**課題の内容**: Qシリーズに関する文章では、Q4のラバー重量は何グラムとされていますか。

**選択された文章**:
——————

Qシリーズ ~ミズノと住友理工の第二の日本製~
日本の総合スポーツメーカー、mizuno(ミズノ)。まだ卓球界にとっては新参者ですが、その存在感は年々増えており、特にシューズ分野は、トップ選手の半分くらいがミズノ製を使用しつつあります。シューズ契約選手をパンフレットで確認すると、東京オリンピック2020の代表の伊藤美誠選手、平野美宇選手、リザーブの早田ひな選手とそうそうたるメンバーです。そして、ユニフォーム!非常にスタイリッシュなユニフォームが多く、平野美宇選手が契約されています。ラケットといえば、木下グループで張本智和選手にも勝利経験のある大島祐哉選手プロデュースのFortius FT ver. D(フォルティウスFT ver. D)、や全日本社会人選手権優勝の平侑里香選手のFortius FT(フォルティウスFT)が有名ですね。フォルティウスFTシリーズは上板にリンバを使い打球感も良く、名作の一つだと思います。
着実に卓球界で存在感を示すミズノさん。そのミズノさんが住友理工さんと共同開発した日本製ラバーがQシリーズになります!Made In Japanといえば、バタフライ製のテナジーが有名ですが、テナジーだけがいいラバー?とQuestion(疑問)を投げかける意味も込めてQ(キュー)シリーズは開発されたそうです。テナジーを使用していたトップ選手が、Qシリーズのラバーを使用するようになってきました。もちろん、多くはないのですが、着実にラバーでもミズノさんの存在は増えつつありますね!
Qシリーズの公表シート形状からわかる特徴
公表シート形状&公表スポンジ硬度
・Q3(キュースリー)
粒の太さ: 1.65 mm、粒間隔: 0.63 mm、粒高さ: 0.99 mm
シート厚さ: 0.78 mm、スポンジ硬度:47、ラバー重量:47 g
・Q4(キューフォー)
粒の太さ: 1.70 mm、粒間隔: 0.58 mm、粒高さ: 0.95 mm
シート厚さ: 0.80 mm、スポンジ硬度:47、ラバー重量:49 g
・Q5(キューファイブ)
粒の太さ: 1.70 mm、粒間隔: 0.65 mm、粒高さ: 0.95 mm
シート厚さ: 0.77 mm、スポンジ硬度:47、ラバー重量:51 g
Accel ARC Sponge(アクセルアークスポンジ)
アクセルアークスポンジとは
スポンジの気泡1つ1つをやや縦長に、やや大きく発砲させたことにより、”食い込みの良さ”と”反発力”の両立を実現。原料配合・接着剤も緻密に見直し、ラバーの性能をシリーズ史上、最大限に引き出すスポンジ。

——————

**提供された情報**:
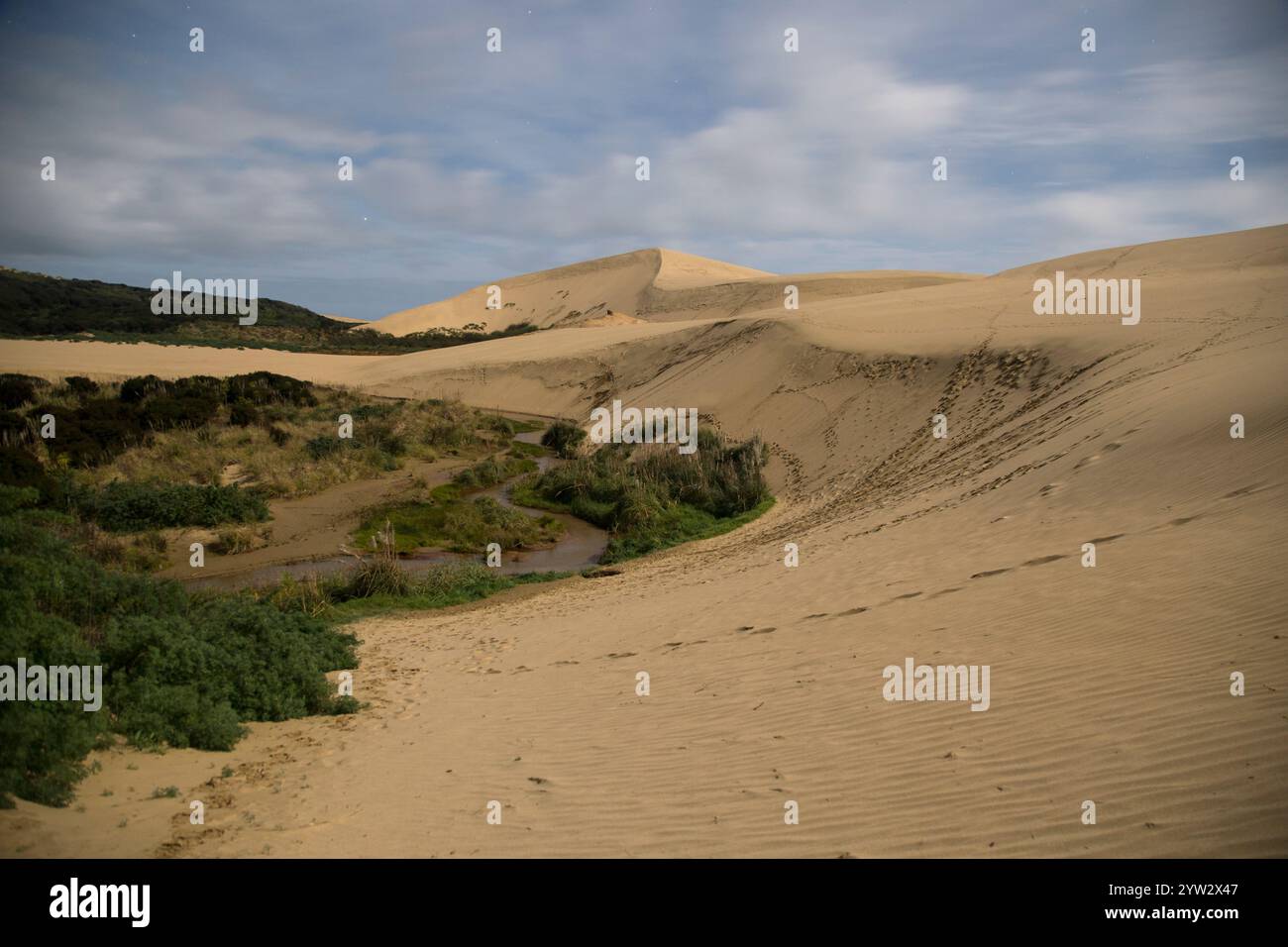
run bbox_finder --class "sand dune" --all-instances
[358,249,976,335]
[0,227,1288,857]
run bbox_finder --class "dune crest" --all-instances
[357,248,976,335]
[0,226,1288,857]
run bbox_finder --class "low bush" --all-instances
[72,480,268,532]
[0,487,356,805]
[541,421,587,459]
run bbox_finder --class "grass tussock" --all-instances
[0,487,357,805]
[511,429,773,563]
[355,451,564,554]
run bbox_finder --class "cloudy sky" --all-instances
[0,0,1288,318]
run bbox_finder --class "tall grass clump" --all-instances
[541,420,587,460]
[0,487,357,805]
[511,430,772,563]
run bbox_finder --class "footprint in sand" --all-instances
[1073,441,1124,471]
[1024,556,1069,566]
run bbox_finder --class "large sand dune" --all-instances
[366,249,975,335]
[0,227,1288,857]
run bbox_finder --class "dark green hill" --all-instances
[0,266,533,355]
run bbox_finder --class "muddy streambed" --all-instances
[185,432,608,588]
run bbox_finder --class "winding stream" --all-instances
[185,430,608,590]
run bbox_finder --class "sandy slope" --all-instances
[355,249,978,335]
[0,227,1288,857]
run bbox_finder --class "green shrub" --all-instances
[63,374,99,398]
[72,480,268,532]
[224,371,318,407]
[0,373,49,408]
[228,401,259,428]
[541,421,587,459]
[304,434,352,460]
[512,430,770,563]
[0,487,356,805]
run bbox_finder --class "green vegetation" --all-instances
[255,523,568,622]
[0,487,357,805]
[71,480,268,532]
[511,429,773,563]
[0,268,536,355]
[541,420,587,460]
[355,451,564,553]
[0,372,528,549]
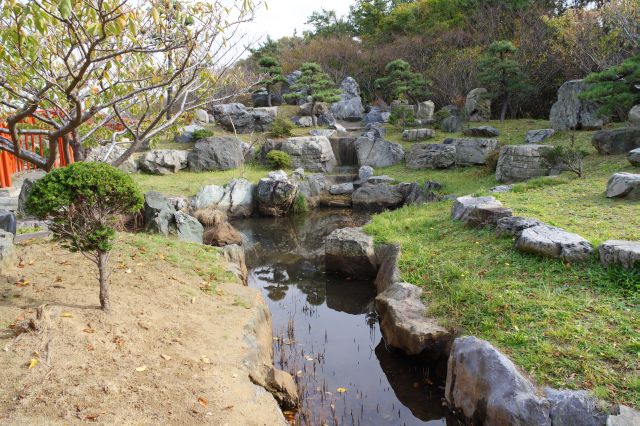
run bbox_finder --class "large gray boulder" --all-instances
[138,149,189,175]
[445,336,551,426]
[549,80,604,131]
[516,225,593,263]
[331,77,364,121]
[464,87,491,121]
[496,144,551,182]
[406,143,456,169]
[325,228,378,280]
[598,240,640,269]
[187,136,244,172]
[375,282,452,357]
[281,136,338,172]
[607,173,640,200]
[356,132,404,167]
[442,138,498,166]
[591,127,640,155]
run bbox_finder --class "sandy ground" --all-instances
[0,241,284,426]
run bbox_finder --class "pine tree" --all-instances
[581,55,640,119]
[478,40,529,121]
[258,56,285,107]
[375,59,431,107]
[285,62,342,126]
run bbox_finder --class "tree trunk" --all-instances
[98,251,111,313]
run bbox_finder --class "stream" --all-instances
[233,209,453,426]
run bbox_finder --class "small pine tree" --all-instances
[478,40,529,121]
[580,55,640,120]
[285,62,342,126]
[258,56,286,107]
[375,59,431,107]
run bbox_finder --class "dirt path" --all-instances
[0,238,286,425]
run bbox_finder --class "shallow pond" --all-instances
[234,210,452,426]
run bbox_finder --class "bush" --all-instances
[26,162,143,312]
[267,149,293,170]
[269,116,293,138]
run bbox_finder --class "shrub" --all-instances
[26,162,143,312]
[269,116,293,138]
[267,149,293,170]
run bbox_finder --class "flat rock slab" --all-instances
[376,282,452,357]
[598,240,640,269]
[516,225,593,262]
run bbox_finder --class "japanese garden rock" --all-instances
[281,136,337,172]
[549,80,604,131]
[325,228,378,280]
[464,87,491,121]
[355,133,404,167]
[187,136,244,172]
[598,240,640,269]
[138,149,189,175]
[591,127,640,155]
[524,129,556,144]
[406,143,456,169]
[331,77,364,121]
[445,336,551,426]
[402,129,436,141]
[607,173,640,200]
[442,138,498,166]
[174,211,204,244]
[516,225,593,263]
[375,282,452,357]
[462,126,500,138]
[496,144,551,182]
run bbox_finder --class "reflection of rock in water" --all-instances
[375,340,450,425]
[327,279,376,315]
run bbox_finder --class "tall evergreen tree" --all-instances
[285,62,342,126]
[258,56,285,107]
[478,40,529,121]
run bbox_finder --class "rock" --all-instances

——————

**完成した解答**: Q4のラバー重量は49 gです。